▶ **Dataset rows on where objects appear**

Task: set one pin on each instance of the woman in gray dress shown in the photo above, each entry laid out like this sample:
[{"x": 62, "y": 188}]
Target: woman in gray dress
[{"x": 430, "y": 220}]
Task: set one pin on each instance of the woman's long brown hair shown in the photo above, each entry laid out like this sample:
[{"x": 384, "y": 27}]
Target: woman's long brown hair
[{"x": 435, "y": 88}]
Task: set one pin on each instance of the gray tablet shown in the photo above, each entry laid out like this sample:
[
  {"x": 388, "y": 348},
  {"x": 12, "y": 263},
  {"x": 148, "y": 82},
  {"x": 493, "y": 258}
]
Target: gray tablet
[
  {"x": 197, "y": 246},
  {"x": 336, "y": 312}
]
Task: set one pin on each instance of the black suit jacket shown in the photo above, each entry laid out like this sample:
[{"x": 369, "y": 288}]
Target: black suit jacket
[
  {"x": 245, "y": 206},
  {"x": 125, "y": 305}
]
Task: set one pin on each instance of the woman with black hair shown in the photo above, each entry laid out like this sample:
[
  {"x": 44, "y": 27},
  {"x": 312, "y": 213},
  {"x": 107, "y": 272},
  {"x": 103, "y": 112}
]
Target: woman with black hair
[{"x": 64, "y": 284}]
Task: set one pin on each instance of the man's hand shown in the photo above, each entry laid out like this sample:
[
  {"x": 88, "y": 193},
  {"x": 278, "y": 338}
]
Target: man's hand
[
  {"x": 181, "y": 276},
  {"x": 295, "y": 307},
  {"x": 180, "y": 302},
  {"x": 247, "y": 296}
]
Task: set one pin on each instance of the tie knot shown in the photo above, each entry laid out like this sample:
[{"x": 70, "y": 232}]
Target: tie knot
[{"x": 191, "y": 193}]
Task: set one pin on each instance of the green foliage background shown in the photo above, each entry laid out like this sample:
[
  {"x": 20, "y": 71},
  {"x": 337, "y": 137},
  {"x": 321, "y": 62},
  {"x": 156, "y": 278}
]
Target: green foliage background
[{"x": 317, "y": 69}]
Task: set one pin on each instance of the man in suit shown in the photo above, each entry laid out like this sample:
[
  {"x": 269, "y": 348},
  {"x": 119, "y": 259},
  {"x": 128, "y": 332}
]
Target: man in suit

▶ **YOUR OBJECTIVE**
Reproduce all of the data above line for line, without changing anything.

▶ **TASK ANSWER**
Task: set one pin on each instance of the woman in gray dress shown in the photo above, each entry laid out like this sample:
[{"x": 62, "y": 188}]
Target: woman in gray dress
[{"x": 430, "y": 220}]
Task: set one pin on each instance of the woman's long brown hair shown in the photo above, each entry laid out like this sample:
[{"x": 384, "y": 27}]
Target: woman's long brown hair
[{"x": 435, "y": 88}]
Task: set one pin on each instance of the gray tablet shown in the photo above, each entry laid out like this sample:
[
  {"x": 388, "y": 348},
  {"x": 12, "y": 263},
  {"x": 148, "y": 82},
  {"x": 493, "y": 258}
]
Target: gray tablet
[
  {"x": 197, "y": 246},
  {"x": 336, "y": 312}
]
Task: set one pin on each instance of the black suit jacket shown in the photo above, each entry laid out like this sample:
[{"x": 369, "y": 288}]
Target: black suit jacket
[
  {"x": 245, "y": 206},
  {"x": 125, "y": 305}
]
Task: set one pin on each instance of the woman with black hair shown in the photo above, each entry laid out like this sample:
[
  {"x": 44, "y": 27},
  {"x": 312, "y": 213},
  {"x": 107, "y": 272},
  {"x": 103, "y": 112}
]
Target: woman with black hair
[{"x": 64, "y": 284}]
Task: set one pin on each instance of the man's hand shown in the photo above, each entry laid out like this sample:
[
  {"x": 88, "y": 193},
  {"x": 278, "y": 338}
]
Target: man's hand
[
  {"x": 181, "y": 276},
  {"x": 295, "y": 307},
  {"x": 180, "y": 302},
  {"x": 247, "y": 296}
]
Task: set one pin on each instance of the tie knot shown in the photo above, each entry laid out like this sample:
[{"x": 70, "y": 232}]
Target: tie knot
[{"x": 191, "y": 193}]
Task: set one pin on each instance of the green foliage background shown in the photo above, each entry laid out like this sample:
[
  {"x": 20, "y": 71},
  {"x": 337, "y": 137},
  {"x": 321, "y": 62},
  {"x": 156, "y": 278}
]
Target: green foliage background
[{"x": 317, "y": 69}]
Task: set one pin on each instance of the man in suit shown in the photo above, each entry laid out like this sample:
[
  {"x": 269, "y": 348},
  {"x": 119, "y": 259},
  {"x": 128, "y": 332}
]
Target: man in suit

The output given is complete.